Binary Classification - Confusion Matrix

Binary Classification Models #

Binary classification is a type of supervised machine learning algorithm used to categorize observations into one of two classes (0 or 1). The goal is to use the model to predict the class of new observations based on some input features.

Two real world examples include: predicting whether a credit card transaction is fraudulent or determining if an e-mail is spam.

The most popular methods used for binary classification include logistic regression, decision trees, random forests, support vector machines, and neural networks. Each classifier has its own pros and cons; each better suited for particular use cases.

Confusion Matrix #

Regardless of which classifier you are using, a confusion matrix can be used to evaluate its performance.

A confusion matrix is broken into the following parameters (using a patient’s health as an example):

True Positive (TP): The patient is sick, and the model predicts the patient to be sick.
False Positive (FP): The patient is healthy, but the model wrongly predicts the patient to be sick.
True Negative (TN): The patient is healthy, and the model correctly predicts the patient to be healthy.
False Negative (FN): The patient is sick, but the model wrongly predicts the patient to be healthy.

After computing these four matrix values, we can calculate the model’s accuracy, recall, precision, and F-Score using the following formulas:

$Accuracy = \dfrac{TP + TN}{TP + FP + TN + FN}$

$Recall = \dfrac{TP}{TP + FN}$

$Precision = \dfrac{TP}{TP + FP}$

$FScore = 2 * \dfrac{Precision * Recall}{Precision + Recall}$

Accuracy #

Accuracy tells us how many times our model has correctly classified an item with respect to the total.

Recall (aka Sensitivity) #

Recall is also known as Sensitivity because as recall increases, the model becomes less and less accurate and begins to classify negative classes as positive.

Precision (aka Specificity) #

Precision is the accuracy calculated only for positive classes. It is also called specificity because it defines how sensitive the model is when there is the signal to be recognized. So it tells us how often we correctly classify an item when we classify it as positive.

Trade Offs Between Recall and Precision #

Both recall and precision range from values of 0 to 1. As a rule of thumb, the closer to 1, the “better” the model is. But unfortunately you can not have the best of both worlds - improving one comes as the expense of the other. Therefore:

A high precision model is conservative. Meaning, it may not recognize the class correctly, but when it does, we can be well assured that the answer is correct.
A high recall model is liberal. Meaning it may recognize a class much more often, but in doing so it tends to include a lot more of false positives.

F-Score #

The F-Score or F1 score combines precision and recall into one metrics to make it easier to evaluate. This is the harmonic mean of precision and recall and is one of the most common metrics for evaluating a binary classification model.

An increasing F1 score suggests the model has increased its performance for accuracy, recall, or both.

● **Excerpted data**:

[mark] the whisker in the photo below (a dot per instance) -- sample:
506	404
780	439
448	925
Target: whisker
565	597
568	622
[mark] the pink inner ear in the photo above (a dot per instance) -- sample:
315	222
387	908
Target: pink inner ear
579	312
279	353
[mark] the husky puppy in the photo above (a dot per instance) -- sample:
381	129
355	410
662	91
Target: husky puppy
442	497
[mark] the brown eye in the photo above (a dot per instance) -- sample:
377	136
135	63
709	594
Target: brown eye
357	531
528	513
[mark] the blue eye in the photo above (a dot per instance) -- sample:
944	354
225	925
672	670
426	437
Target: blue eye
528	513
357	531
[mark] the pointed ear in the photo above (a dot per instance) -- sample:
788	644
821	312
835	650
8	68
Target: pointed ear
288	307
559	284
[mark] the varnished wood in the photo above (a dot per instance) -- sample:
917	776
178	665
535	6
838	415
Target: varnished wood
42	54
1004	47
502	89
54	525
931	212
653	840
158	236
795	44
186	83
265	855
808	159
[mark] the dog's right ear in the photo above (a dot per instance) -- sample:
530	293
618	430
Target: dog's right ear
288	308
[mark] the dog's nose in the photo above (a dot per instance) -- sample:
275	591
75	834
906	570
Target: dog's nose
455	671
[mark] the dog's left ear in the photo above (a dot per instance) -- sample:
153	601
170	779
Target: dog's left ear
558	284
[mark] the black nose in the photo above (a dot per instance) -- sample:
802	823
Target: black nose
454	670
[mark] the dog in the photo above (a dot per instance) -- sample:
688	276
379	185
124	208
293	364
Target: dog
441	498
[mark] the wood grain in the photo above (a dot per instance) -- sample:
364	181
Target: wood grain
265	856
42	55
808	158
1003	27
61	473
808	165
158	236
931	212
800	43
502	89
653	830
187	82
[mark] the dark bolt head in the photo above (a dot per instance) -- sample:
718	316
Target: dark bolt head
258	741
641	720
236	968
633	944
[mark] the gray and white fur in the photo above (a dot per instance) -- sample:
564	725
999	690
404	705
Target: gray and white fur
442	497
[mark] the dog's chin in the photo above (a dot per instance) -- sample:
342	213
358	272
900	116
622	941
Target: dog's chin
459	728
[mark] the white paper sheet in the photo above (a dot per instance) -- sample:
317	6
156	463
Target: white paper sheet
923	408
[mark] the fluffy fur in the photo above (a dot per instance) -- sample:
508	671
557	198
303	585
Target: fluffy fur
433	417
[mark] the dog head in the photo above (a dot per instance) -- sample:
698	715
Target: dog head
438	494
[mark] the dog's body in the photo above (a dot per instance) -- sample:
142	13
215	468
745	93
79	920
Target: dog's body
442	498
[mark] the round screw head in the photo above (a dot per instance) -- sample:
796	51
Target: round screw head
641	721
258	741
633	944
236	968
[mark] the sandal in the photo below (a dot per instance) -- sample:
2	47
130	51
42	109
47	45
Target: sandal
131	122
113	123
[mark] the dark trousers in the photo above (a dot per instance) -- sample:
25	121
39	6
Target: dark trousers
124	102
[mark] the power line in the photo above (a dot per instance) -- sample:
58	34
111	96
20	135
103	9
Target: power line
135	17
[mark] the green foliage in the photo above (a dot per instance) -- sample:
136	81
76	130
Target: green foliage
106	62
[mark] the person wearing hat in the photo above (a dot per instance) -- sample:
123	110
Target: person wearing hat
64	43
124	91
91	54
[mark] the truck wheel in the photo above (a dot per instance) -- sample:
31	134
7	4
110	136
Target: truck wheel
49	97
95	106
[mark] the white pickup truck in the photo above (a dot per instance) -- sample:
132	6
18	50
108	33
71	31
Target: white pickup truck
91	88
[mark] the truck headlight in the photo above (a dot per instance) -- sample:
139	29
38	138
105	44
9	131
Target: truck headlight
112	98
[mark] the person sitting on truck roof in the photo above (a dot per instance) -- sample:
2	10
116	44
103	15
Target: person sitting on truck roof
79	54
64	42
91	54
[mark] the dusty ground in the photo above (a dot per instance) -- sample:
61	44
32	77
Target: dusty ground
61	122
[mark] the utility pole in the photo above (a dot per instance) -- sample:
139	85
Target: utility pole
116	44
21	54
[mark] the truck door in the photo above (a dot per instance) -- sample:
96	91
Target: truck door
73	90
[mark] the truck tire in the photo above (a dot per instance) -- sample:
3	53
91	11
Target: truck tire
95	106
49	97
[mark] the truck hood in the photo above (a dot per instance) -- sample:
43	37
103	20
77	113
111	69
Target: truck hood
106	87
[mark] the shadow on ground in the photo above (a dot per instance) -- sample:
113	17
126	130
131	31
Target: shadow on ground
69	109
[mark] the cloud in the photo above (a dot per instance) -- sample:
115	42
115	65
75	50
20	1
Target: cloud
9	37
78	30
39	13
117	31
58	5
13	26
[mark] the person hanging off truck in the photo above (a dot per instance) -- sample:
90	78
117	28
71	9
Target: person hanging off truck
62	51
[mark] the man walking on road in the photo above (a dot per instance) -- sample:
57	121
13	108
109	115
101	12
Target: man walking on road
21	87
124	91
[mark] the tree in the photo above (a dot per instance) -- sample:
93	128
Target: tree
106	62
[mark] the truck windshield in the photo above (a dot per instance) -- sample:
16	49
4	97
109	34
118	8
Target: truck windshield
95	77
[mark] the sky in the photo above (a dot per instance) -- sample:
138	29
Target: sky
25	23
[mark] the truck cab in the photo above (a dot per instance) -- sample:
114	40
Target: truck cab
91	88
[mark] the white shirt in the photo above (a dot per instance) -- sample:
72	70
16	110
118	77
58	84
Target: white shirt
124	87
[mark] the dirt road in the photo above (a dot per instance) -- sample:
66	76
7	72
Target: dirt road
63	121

● **Prompt A**:
For each statement about the confusion matrix page, answer yes or no and quote the deciding words: (i) Decision trees are among the most popular methods for binary classification. (ii) Recall and precision both range from 0 to 1. (iii) A high recall model is conservative.
● **Prompt B**:
Copy, word for word, the stretch of the confusion matrix page from "Regardless of which" through "correctly predicts the patient to be healthy.".
● **Prompt C**:
List every parameter that the confusion matrix page says a confusion matrix is broken into.
Rely on the confusion matrix page alone.

● **Response area A**:
(i) Yes: "The most popular methods used for binary classification include logistic regression, decision trees, random forests, support vector machines, and neural networks."
(ii) Yes: "Both recall and precision range from values of 0 to 1."
(iii) No: "A high recall model is liberal."

● **Response area B**:
Regardless of which classifier you are using, a confusion matrix can be used to evaluate its performance.

A confusion matrix is broken into the following parameters (using a patient’s health as an example):

True Positive (TP): The patient is sick, and the model predicts the patient to be sick.
False Positive (FP): The patient is healthy, but the model wrongly predicts the patient to be sick.
True Negative (TN): The patient is healthy, and the model correctly predicts the patient to be healthy.

● **Response area C**:
True Positive (TP)
False Positive (FP)
True Negative (TN)
False Negative (FN)